(DATA PROVIDED):
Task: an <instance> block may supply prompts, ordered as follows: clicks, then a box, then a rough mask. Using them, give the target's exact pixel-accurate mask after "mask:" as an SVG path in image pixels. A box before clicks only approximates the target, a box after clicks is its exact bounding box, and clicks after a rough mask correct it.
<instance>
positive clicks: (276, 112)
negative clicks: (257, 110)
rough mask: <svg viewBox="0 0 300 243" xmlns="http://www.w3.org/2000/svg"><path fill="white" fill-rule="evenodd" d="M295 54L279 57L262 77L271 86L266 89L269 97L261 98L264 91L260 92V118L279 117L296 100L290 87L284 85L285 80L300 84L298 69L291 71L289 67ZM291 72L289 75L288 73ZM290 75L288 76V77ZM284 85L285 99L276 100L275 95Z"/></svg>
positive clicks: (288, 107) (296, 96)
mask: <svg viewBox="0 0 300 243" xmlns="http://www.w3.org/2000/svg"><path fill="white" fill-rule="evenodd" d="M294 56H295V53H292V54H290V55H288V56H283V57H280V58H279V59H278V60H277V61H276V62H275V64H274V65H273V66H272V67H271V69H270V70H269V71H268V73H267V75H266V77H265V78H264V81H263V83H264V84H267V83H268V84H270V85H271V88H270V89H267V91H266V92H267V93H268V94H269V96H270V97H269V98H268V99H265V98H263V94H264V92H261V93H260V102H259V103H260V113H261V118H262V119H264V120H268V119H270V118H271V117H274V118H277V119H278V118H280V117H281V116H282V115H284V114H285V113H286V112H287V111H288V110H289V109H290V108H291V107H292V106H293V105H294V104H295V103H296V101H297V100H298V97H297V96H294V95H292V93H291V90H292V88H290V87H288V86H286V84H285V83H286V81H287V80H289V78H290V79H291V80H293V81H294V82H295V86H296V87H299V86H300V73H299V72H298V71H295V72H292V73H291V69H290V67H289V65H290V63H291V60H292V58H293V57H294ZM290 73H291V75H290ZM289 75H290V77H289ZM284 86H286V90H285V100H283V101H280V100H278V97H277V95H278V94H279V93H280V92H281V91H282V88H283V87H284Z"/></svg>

(EXERCISE DETAILS): Reproduce every item above line for line, with no changes to any character.

(WRITTEN RESPONSE):
Task: an <instance> block may supply prompts, ordered as follows: clicks, then a box, then a rough mask. Using them, give the target's exact pixel-accurate mask after "mask:" as an SVG path in image pixels. A box before clicks only approximates the target, a box after clicks is its exact bounding box, and clicks after a rough mask correct it.
<instance>
positive clicks: (276, 112)
negative clicks: (257, 110)
rough mask: <svg viewBox="0 0 300 243" xmlns="http://www.w3.org/2000/svg"><path fill="white" fill-rule="evenodd" d="M295 54L279 57L262 77L271 86L266 89L269 97L261 98L264 91L260 92V118L279 117L296 100L290 87L284 85L285 80L300 84L298 69L291 71L289 67ZM291 72L289 75L288 73ZM290 75L288 76V77ZM284 85L285 99L276 100L275 95Z"/></svg>
positive clicks: (288, 107) (296, 96)
mask: <svg viewBox="0 0 300 243" xmlns="http://www.w3.org/2000/svg"><path fill="white" fill-rule="evenodd" d="M294 56H295V53H292V54H290V55H288V56H283V57H280V58H279V59H278V60H277V61H276V62H275V64H274V65H273V66H272V67H271V69H270V70H269V71H268V73H267V75H266V77H265V78H264V81H263V83H264V84H267V83H268V84H270V85H271V88H270V89H267V91H266V92H267V93H268V94H269V96H270V97H269V98H268V99H265V98H263V94H264V92H261V93H260V102H259V103H260V113H261V118H262V119H264V120H268V119H270V118H271V117H274V118H277V119H278V118H280V117H281V116H282V115H284V114H285V113H286V112H287V111H288V110H289V109H290V108H291V107H292V106H293V105H294V104H295V103H296V101H297V100H298V97H297V96H294V95H292V93H291V90H292V88H290V87H288V86H286V84H285V83H286V81H287V80H289V78H290V79H291V80H293V81H294V82H295V86H296V87H299V86H300V73H299V72H298V71H295V72H292V73H291V69H290V67H289V65H290V63H291V60H292V58H293V57H294ZM290 73H291V75H290ZM289 75H290V77H289ZM284 86H286V90H285V100H283V101H280V100H278V97H277V95H278V94H279V93H280V92H281V91H282V88H283V87H284Z"/></svg>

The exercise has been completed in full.